In the matter of Lawrence vs. Texas, the justices ruled 6 to 3 Thursday that the sodomy law in Texas, which criminalized consensual sexual activity between homosexuals, was unconstitutional. But the court didn’t leave it at that. In a breathtaking majority opinion by Justice Anthony Kennedy, the court overturned its 1986 decision in Bowers vs. Hardwick, which had upheld a similar statute in Georgia, saying that ruling “demeans the lives of homosexual persons.”

The ruling was stunning for another reason: For the first time in history, the rights of gays to live their lives with dignity, free from state persecution and prosecution, was vigorously defended by the nation’s highest court—a conservative one, at that.

Noting that intimate contact is but one expression of a deeper bond between two people, Kennedy wrote, “The state cannot demean their existence or control their destiny by making their private sexual conduct a crime.” He added, “Their right to liberty under the Due Process Clause gives them the full right to engage in their conduct without intervention of the government.”

Not everyone is thrilled. Most notably Justice Antonin Scalia. The man who aspires to be the next chief justice penned a dissenting opinion laden with intolerance. Scalia blasted the majority for eroding moral codes across the country, for imposing its views on the nation, for having “taken sides in the culture war” and for “largely sign[ing] on to the so-called homosexual agenda.”
*****
Task requirements:
**a.** List every direct quotation that appears in the commentary on the Lawrence vs. Texas ruling.
**b.** In the commentary on the Lawrence vs. Texas ruling, rewrite the stretch from "The ruling was" through "one, at that." with "forcefully" substituted for "vigorously".
**c.** Continue the commentary on the Lawrence vs. Texas ruling from its last sentence.

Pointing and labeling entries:
*****
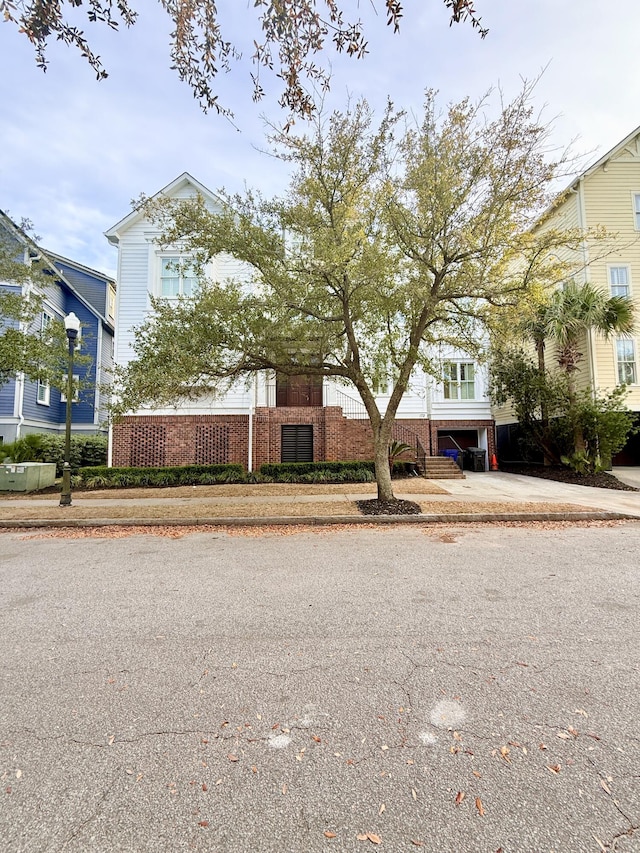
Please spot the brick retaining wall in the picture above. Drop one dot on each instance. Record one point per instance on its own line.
(158, 440)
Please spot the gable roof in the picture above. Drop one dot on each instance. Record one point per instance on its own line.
(602, 161)
(113, 234)
(48, 261)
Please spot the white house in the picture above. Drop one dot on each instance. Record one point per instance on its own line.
(271, 419)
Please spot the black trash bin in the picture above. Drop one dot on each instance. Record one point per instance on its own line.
(475, 459)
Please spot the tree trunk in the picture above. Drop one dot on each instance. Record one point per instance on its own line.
(544, 414)
(383, 471)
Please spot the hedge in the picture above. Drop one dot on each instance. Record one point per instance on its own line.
(101, 477)
(49, 447)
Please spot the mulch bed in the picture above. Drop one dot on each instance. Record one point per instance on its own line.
(566, 475)
(394, 507)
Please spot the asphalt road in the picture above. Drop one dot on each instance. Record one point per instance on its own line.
(395, 689)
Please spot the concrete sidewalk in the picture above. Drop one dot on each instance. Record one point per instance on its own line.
(463, 500)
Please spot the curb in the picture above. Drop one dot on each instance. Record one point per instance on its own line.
(314, 520)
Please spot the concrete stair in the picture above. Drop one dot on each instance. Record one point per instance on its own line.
(442, 468)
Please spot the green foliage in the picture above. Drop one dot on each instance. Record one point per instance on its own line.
(550, 414)
(183, 475)
(48, 447)
(386, 244)
(289, 38)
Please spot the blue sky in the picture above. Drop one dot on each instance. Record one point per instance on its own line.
(74, 152)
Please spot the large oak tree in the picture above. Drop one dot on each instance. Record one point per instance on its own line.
(393, 238)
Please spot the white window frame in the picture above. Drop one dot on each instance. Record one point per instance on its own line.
(43, 393)
(183, 263)
(45, 322)
(618, 288)
(622, 361)
(453, 382)
(76, 392)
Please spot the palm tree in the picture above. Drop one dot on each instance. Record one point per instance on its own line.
(570, 314)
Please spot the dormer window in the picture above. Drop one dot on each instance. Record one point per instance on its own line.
(177, 278)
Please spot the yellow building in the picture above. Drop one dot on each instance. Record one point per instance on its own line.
(606, 195)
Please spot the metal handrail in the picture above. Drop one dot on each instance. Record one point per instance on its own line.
(355, 409)
(454, 441)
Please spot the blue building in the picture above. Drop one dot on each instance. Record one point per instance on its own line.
(32, 406)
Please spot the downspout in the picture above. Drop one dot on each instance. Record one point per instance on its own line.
(252, 401)
(582, 223)
(96, 396)
(20, 404)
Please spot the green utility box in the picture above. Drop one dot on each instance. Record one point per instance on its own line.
(27, 476)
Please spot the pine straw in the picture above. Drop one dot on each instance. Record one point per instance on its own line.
(413, 485)
(442, 531)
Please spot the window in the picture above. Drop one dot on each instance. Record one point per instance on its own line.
(177, 278)
(111, 302)
(625, 352)
(43, 393)
(76, 382)
(619, 281)
(636, 210)
(459, 380)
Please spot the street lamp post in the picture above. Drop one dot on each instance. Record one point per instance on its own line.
(72, 327)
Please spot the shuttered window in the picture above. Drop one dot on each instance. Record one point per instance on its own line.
(297, 443)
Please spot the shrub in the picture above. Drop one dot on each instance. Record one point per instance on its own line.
(49, 447)
(183, 475)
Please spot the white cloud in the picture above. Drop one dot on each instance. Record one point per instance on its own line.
(74, 152)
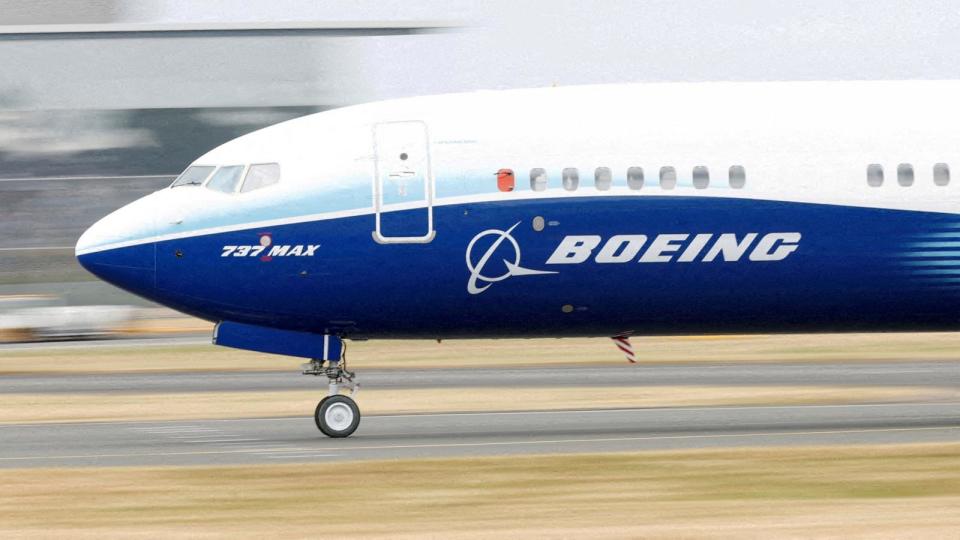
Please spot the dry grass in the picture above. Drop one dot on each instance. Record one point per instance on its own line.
(464, 353)
(870, 492)
(37, 408)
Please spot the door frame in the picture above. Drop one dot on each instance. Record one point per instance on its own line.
(378, 189)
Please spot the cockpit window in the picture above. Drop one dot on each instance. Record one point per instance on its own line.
(226, 179)
(194, 176)
(262, 175)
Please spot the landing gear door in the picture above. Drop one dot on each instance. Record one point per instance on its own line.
(403, 187)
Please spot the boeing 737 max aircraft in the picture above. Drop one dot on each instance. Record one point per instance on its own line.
(584, 211)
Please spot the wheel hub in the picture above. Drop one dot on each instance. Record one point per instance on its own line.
(338, 416)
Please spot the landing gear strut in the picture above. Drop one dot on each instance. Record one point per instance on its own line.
(337, 415)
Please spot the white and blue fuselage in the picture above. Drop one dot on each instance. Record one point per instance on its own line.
(585, 211)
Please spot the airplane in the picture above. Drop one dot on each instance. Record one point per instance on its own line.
(605, 210)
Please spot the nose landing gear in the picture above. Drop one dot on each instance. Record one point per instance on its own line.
(336, 415)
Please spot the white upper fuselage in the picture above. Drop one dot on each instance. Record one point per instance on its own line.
(802, 142)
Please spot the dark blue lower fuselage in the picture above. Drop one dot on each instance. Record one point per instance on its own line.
(855, 269)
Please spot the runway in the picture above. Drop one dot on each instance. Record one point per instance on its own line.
(287, 439)
(913, 374)
(273, 440)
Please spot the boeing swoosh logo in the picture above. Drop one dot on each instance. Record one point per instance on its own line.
(480, 282)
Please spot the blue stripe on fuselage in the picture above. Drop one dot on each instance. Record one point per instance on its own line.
(847, 273)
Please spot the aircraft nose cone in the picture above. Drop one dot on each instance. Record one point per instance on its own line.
(118, 249)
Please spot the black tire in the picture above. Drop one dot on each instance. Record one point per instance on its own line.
(337, 416)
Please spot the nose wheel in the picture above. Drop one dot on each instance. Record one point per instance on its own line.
(337, 416)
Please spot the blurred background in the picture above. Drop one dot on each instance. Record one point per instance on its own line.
(103, 101)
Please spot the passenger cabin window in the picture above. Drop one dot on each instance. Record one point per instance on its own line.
(603, 178)
(875, 175)
(905, 174)
(261, 176)
(193, 176)
(226, 179)
(701, 177)
(668, 177)
(571, 179)
(635, 178)
(941, 174)
(506, 182)
(738, 177)
(538, 179)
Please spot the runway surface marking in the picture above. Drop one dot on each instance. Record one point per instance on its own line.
(162, 423)
(313, 452)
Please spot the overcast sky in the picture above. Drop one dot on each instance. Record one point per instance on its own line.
*****
Outputs for the tasks:
**a.**
1. "demeans the lives of homosexual persons."
2. "The state cannot demean their existence or control their destiny by making their private sexual conduct a crime."
3. "Their right to liberty under the Due Process Clause gives them the full right to engage in their conduct without intervention of the government."
4. "taken sides in the culture war"
5. "largely sign[ing] on to the so-called homosexual agenda."

**b.**
The ruling was stunning for another reason: For the first time in history, the rights of gays to live their lives with dignity, free from state persecution and prosecution, was forcefully defended by the nation’s highest court—a conservative one, at that.

**c.**
The retrograde language in Scalia’s opinion reflects a time when gays and lesbians were considered abnormal, a queer oddity, if you will. But society—in the state, the country and the world—has changed and continues to change for the better.

This paper has changed too. Stonewall—the advent of the gay rights movement—was heralded by a then very different Daily News with the July 6, 1969, headline “Homo nest raided, queen bees stinging mad.” The story dripped with the condescension toward homosexuals that was customary for the time—because it reflected the sentiments of much of the city. And America.

Thirty-four years later, the sentiments have matured. And now, with last week’s historic decision, gays and lesbians have won something they always deserved but never expected to get from the Supreme Court: respect.